Page extract ::
*** Block opens ***

What Did You Learn? Straight out of Oprah's Life Class with Iyanla Vanzant, I'm learning to ask that question in every occurrence, good and seemingly bad. I emphasize seemingly, because when an occurrence is less than pleasurable or bad, I now know it is happening because I've called [it] into my life to learn something. When I get it--what I was supposed to learn--I don't have to repeat it. When I don't get it--well you know the rest.What I hope to do with this new series, is to share lessons, and to provide a platform for breakthroughs so that we get it. With this series I hope to shed the cloak of a victim mentality for even the most minute of circumstances. I plan to emerge as a successful, powerful Victor in all areas of my life. I hope you join me in this quest.
So in the first part of my series: What Did I learn?, I've invited guest blogger Vonda Morton, a very good friend of mine to share what she learned about life and herself during a recent White-Water rafting trip.
|Vonda Morton, River Lessons Pt. 1|
I am restless by nature, always feeling the need to do something-- whether it’s organizing, cleaning, or reading. I was also looking for something new and exciting to do with my friends and all of our children. By chance, I received a brochure in the mail for Pocono whitewater rafting. My latent adventurous spirit picked up. “Let’s all go whitewater rafting!” I put in an email to my friends. “It will be fun and a great adventure for the kids!” I set the date and booked it. So off we went…five women and eight children ranging from ages eight to 15, clueless as ever.

*** Block closes ***

Problem A ::
For each statement, say yes or no according to the blog post, and quote the words that decide it: (i) Vonda Morton got a brochure for Pocono whitewater rafting by chance. (ii) Six women went on the trip. (iii) The blog's author learned the question "What did you learn?" from a book.
Problem B ::
Carry on the blog post about the rafting trip, starting after its last sentence.
The lines that come next aren't needed for this work.

Supplied records ::
*** Block opens ***

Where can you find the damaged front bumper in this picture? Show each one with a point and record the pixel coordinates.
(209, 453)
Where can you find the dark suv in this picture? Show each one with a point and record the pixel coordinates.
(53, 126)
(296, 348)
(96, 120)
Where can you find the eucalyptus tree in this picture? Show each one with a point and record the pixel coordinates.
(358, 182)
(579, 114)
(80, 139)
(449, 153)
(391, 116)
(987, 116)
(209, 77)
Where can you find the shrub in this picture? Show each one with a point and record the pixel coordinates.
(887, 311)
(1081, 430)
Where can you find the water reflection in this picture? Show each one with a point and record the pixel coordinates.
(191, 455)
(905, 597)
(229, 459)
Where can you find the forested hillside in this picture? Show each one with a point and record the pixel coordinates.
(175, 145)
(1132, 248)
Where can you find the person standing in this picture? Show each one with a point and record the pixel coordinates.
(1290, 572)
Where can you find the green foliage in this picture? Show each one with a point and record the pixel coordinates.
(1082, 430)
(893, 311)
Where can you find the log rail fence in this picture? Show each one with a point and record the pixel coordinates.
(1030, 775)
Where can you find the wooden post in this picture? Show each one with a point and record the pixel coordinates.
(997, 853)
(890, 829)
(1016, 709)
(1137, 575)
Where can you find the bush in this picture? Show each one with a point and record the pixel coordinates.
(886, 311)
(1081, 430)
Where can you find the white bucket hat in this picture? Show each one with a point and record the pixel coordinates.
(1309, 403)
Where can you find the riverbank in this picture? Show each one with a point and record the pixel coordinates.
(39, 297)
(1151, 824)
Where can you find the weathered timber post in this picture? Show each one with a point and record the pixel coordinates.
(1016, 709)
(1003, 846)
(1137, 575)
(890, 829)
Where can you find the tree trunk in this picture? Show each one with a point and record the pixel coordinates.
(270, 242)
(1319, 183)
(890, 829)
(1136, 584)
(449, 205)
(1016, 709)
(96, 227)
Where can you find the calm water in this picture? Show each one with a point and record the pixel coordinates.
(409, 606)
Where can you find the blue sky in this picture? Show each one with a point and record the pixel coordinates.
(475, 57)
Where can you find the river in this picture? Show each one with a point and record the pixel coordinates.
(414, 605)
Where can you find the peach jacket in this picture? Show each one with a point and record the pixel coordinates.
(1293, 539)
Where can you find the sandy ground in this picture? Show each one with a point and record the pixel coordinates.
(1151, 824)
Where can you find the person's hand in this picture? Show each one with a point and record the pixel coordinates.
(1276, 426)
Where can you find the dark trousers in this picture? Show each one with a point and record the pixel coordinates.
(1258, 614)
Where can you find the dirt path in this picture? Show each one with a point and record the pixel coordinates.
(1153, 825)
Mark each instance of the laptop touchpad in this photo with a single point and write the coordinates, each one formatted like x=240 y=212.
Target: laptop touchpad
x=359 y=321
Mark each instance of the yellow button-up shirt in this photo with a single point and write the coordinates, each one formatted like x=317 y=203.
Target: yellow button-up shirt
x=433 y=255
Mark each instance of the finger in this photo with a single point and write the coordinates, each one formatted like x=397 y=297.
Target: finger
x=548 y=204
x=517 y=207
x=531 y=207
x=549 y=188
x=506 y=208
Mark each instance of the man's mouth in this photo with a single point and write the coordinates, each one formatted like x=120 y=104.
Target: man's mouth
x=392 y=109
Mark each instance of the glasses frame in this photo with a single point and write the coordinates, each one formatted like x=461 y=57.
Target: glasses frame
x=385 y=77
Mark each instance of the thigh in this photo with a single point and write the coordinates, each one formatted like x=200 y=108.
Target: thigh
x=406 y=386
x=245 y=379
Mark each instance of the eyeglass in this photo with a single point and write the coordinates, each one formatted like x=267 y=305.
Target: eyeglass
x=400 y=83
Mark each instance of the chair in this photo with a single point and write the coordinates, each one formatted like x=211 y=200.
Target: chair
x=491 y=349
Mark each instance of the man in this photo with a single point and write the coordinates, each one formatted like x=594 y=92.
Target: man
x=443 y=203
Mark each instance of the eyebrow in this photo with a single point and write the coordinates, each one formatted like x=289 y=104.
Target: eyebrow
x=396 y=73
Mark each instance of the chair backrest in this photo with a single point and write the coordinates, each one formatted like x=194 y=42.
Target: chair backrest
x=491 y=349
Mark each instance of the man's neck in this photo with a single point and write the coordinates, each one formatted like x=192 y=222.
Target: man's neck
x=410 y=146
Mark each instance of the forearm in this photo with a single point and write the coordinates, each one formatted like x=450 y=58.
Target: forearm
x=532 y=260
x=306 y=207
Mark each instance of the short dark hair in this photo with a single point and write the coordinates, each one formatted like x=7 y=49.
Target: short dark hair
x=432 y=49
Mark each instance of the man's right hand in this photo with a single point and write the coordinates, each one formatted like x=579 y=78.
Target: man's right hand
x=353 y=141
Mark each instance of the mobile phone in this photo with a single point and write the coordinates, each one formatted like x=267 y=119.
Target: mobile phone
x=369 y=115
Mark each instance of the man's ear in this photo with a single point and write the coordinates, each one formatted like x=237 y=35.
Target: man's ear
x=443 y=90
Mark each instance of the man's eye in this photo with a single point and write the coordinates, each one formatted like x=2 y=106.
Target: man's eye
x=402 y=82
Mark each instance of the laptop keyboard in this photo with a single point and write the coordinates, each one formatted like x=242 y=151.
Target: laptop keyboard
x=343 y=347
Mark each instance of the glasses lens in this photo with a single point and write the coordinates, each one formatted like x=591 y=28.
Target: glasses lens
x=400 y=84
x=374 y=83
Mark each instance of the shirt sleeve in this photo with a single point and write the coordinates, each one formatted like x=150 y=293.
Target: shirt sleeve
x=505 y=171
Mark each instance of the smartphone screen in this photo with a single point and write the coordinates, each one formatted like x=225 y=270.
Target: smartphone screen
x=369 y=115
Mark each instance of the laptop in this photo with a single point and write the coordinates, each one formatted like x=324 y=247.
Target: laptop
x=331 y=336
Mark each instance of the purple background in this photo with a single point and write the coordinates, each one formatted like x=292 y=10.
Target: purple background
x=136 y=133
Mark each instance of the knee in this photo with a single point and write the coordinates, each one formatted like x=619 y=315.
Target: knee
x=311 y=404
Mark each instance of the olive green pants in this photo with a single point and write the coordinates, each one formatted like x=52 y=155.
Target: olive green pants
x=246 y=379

*** Block closes ***

Exercise output A ::
(i) Yes: "By chance, I received a brochure in the mail for Pocono whitewater rafting."
(ii) No: "five women and eight children ranging from ages eight to 15"
(iii) No: "Straight out of Oprah's Life Class with Iyanla Vanzant"

Exercise output B ::
From the time we entered the required ten minute orientation, we knew we were in trouble. By the time we took the raft to the water and hit the first turn, we also knew that the ten minute lesson should have been and very well could have lasted for hours.
We really struggled. No matter how hard we tried we couldn't maneuver the rafts to steer straight. As other rafts soared passed us, I thought what in the world did I get us into? I also thought this isn't fun. Before self-pity had time to settle in, I realized that we better get this thing going. I mean we were in the middle of a raging river and while I didn't believe our lives were in jeopardy, I knew I didn't want to float hopelessly on this river for the next five hours.
So I girded my loins, prayed and worked hard to help get us through this adventure. Along the way these are some lessons I learned on my whitewater rafting adventure:
Sometimes in life, you will have to summon all your strength and dig deep. While in the middle of the river, our out of shape bodies wanted to quit. But there was no place to rest and nowhere to go but straight ahead. Quitting was not an option, we had to push through and finish the course.
Sometimes in life, rest will be bestowed upon you. There were spots in the river that required little or no effort to move. We were able to rest for a while and regain some of our strength. It’s what got us through to the end.
Sometimes in life, you will be last and alone and someone will come out of nowhere and rescue you. My friend and I are city girls and had a difficult time navigating the raft. We were turning in circles, looked up and were the last raft left. It seemed as if we were alone in a strange world. Suddenly we looked up and one of the guides appeared out of nowhere. He hooked his raft to ours, jumped in and got us back on track.
Sometimes in life, you must be patient with yourself; it may take a little longer to “get it”. I’ve always been somewhat of a quick study. I’m also impatient. I was frustrated that it took us so long to master that raft. It’s a raft for crying out loud, not a space ship! No matter how hard we tried we couldn’t figure it out as fast as others. But if were to complete our journey, we had to be patient with ourselves, follow instructions, and keep trying.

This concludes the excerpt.